— WHAT TO DO —
1. Do the following statements agree with the consciousness discussion? For each, answer yes or no and quote the deciding words. (a) The brain is never completely inactive. (b) A simulation of an oil well is supposed to gush oil. (c) The argument stayed the same between The Emperor's New Mind and Shadows of the Mind.
2. In the consciousness discussion, switch "compiler" to "interpreter" and write out the passage from "Well I am repeating" to "that discussion later.".
3. Which book titles does the consciousness discussion mention?

Intuitively I think this is a bunch of nonsense and AGIs aren't going to be conscious entities, but I accept I could be wrong about this.
 
Well the problem is that we don't really want this to degenerate into all the arguments about Turing tests. We want to decide if materialism implies that moving the logic from wetware to computer should affect consciousness.
I get that, but that is not what I am trying to do. I simply do not think that a static state can represent consciousness if it is a dynamic process.
The brain is actually never completely inactive, the closest we come to your static brain state is maybe anesthesia.

Well I am repeating myself from before, but the problem is that each time the program runs, it presumably causes the simulant to experience emotions again.
That is the logical conclusion, but I do not see what the problem is with that.

The big problem with that, is that the concept of executing the program isn't really very well defined - I mean, the program takes no input, so the compiler can pre-compile as much or as little of it as it likes - even down to the point that all the program did was output the results.

Furthermore, the program simply runs to verify a pre-existing fact: P=>O - so does the program even need to run at all?
I do not agree with that at all.

However, the logical conclusion stays the same whether I agree or not. We may have that discussion later.

We now need to assume that no matter how we get to O, at point O the subject will have the memory of having experienced everything that happened from point P to point O. If we assume a physical mind, we also have to assume she has the feeling of time having gone by.

Yet at no point in that timespan, looking at any state at any time, are we going to detect consciousness. That means consciousness is not immediate.
We could say that consciousness only exists as memory.

My speculation would be that we put everything into some sort of narrative. Not that we tell this narrative to our 'self', but more like if the narrative is the self.

Also, computer simulations are not normally supposed to do anything extra. A simulation of an oil well isn't supposed to gush oil, etc. So why precisely should this simulation actually cause emotion to be felt?
I thought the idea of this TE was to see if we could find a good reason why the simulant would not feel emotion.

I simply want to follow through the materialist concept of the brain. That seems to say that any process logically equivalent to what goes on in the brain would also be conscious.
Exactly.
So if I assume materialism, I think it is reasonable to assume the simulant is conscious (if not, why not).
Nicely put.
So I don't need to test this, but to explore what this implies.

David
I am not proposing any test, i am claiming that at the arbitrarily chosen static state O no consciousness is present. If we would run the simulation past the point O three days later, the subject would not experience any interruption in time.
 
Agreed. But I'd go further and say you shouldn't even trust many formalizations of the concept.

The argument changed between The Emperor's New Mind and Shadows of the Mind.

Here's a bit more technical discussion, but not too hairy:

http://www.iep.utm.edu/lp-argue/#H3

~~ Paul

I suspect that people just choose whichever viewpoint is in accordance with their prior assumptions, but it seems that even experts should just stay neutral on the topic.

Ideally once I get through Lucas's Reason and Reality I'll be in a better place to judge the landscape of Godelian arguments.

(Position annotation records)
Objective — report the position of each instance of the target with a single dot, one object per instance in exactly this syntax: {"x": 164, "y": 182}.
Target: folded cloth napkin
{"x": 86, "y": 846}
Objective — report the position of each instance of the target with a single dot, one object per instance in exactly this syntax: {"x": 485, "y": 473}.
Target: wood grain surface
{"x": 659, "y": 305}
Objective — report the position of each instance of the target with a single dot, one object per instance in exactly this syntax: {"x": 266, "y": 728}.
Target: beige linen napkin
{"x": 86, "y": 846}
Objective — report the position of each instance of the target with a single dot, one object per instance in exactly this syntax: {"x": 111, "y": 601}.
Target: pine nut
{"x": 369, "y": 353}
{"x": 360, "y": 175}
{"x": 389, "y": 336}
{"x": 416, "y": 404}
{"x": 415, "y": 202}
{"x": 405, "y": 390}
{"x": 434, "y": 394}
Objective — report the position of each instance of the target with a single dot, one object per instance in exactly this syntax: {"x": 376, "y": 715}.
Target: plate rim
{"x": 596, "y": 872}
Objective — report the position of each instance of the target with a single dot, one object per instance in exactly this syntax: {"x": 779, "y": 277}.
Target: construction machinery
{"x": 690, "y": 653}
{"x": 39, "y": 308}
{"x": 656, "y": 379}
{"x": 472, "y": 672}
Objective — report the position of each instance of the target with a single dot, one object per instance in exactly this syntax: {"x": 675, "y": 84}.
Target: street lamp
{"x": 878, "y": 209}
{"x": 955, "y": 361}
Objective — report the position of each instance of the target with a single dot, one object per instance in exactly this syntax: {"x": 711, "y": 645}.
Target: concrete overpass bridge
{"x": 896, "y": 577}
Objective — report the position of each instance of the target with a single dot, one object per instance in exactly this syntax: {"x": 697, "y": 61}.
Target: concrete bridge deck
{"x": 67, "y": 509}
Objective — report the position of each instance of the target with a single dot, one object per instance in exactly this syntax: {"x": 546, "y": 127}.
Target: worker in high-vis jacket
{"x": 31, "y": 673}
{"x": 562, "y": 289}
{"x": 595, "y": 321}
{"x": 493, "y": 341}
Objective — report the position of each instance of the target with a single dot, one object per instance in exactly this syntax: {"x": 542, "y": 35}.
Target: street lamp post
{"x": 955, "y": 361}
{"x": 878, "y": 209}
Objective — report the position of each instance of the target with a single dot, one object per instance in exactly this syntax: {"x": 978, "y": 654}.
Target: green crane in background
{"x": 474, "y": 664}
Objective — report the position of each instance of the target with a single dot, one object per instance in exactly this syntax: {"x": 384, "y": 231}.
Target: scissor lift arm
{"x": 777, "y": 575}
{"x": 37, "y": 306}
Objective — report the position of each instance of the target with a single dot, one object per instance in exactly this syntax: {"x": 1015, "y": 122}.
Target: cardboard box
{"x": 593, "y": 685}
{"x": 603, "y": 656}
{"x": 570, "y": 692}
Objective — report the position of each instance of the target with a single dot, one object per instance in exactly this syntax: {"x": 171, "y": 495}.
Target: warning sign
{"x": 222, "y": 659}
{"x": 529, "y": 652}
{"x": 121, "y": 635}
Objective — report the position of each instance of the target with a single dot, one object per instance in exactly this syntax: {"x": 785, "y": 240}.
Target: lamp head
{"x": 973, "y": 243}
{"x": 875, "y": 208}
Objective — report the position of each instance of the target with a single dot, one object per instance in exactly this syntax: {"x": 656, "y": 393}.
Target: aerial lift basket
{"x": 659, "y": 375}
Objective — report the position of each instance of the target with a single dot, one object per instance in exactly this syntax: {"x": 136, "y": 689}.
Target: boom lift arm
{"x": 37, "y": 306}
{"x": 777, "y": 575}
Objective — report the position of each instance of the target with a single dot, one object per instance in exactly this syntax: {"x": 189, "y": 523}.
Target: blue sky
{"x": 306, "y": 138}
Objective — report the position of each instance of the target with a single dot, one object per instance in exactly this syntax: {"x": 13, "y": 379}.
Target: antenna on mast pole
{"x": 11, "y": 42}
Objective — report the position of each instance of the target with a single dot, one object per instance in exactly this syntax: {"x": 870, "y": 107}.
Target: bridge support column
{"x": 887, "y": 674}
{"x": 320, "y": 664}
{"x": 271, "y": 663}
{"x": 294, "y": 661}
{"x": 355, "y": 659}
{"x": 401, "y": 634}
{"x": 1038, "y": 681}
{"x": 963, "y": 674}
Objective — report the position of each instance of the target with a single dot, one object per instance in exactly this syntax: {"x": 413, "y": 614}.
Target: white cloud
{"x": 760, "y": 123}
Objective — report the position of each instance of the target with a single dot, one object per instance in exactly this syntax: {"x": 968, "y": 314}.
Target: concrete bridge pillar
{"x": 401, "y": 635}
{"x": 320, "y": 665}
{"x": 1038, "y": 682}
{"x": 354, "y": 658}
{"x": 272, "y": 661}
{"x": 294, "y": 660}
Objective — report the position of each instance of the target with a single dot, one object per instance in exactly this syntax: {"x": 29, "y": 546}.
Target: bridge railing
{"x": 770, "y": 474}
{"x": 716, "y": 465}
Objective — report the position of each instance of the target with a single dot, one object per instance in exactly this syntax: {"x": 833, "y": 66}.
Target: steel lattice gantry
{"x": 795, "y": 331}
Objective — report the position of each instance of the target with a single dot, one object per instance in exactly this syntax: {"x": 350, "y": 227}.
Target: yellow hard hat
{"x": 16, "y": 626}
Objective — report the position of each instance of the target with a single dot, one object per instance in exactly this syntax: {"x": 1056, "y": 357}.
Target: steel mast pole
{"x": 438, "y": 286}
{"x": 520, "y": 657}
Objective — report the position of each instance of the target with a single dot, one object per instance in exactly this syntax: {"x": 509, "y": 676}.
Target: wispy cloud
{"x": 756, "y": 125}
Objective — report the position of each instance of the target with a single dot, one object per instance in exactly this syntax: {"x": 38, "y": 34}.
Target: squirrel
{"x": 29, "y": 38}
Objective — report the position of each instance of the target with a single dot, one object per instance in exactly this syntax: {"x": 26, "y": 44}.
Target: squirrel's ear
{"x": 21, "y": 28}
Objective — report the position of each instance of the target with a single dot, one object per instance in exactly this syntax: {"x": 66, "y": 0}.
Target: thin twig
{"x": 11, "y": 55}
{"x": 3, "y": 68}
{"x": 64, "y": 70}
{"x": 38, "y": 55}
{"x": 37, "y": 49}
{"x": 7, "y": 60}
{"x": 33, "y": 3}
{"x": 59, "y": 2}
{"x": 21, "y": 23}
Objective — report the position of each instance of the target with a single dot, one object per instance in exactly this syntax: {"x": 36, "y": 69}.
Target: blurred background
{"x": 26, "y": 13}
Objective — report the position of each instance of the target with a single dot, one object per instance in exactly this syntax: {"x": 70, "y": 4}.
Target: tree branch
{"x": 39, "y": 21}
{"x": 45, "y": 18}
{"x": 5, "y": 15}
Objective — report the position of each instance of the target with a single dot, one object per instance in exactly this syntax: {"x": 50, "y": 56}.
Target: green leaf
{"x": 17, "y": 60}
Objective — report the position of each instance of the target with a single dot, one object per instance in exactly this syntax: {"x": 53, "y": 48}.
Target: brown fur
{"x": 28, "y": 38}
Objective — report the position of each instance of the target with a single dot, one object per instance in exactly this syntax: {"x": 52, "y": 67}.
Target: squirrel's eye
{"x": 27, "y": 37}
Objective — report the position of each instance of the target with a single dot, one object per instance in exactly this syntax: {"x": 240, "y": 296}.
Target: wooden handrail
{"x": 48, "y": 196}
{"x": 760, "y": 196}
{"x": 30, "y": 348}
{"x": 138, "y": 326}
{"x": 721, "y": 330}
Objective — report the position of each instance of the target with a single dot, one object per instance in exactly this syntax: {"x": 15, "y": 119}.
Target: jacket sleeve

— COMPLETE ANSWERS —
1.
(a) Yes: "The brain is actually never completely inactive"
(b) No: "A simulation of an oil well isn't supposed to gush oil"
(c) No: "The argument changed between The Emperor's New Mind and Shadows of the Mind."

2.
Well I am repeating myself from before, but the problem is that each time the program runs, it presumably causes the simulant to experience emotions again.
That is the logical conclusion, but I do not see what the problem is with that.

The big problem with that, is that the concept of executing the program isn't really very well defined - I mean, the program takes no input, so the interpreter can pre-compile as much or as little of it as it likes - even down to the point that all the program did was output the results.

Furthermore, the program simply runs to verify a pre-existing fact: P=>O - so does the program even need to run at all?
I do not agree with that at all.

However, the logical conclusion stays the same whether I agree or not. We may have that discussion later.

3.
The Emperor's New Mind
Shadows of the Mind
Reason and Reality